> **WHAT IS EXPECTED**: Check each statement against the question about creating numbered data files in C below. Answer yes or no, and quote the words from the text that decide it. 1. The writer requires the files to end in .log. 2. In get_file_name, the string s1 starts out as "logs/data_". 3. One of the writer's approaches has worked.

---------- TEXT SEGMENT

I want to store data in different files. Therefore I want to create files as follows: data_1.log, data_2.log, ..., data_N.log. The appendix .log is not necessary but would be nice. All my approaches failed so far. Here is one sample that is probably close to what I need:
#include <stdio.h>
#include <string.h>
char get_file_name(int k){
int i, j;
char s1[100] = "logs/data_";
char s2[100];
snprintf(s2, 100, "%d", k);
for(i = 0; s1[i] != '\0'; ++i);
for(j = 0; s2[j] != '\0'; ++j, ++i){
s1[i] = s2[j];
}
s1[i] = '\0';
return s1;
}
int main(){
char file_name[100];
for(int k=0; k<10; k++){
// Get data
// ...

--------------------
---------- DATASET EXTRACT

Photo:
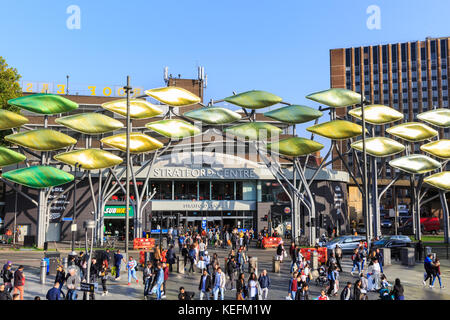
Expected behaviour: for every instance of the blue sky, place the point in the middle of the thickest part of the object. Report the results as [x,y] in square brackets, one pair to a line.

--------------------

> **ANSWER BELOW**:
1. No: "The appendix .log is not necessary but would be nice."
2. Yes: "char s1[100] = "logs/data_";"
3. No: "All my approaches failed so far."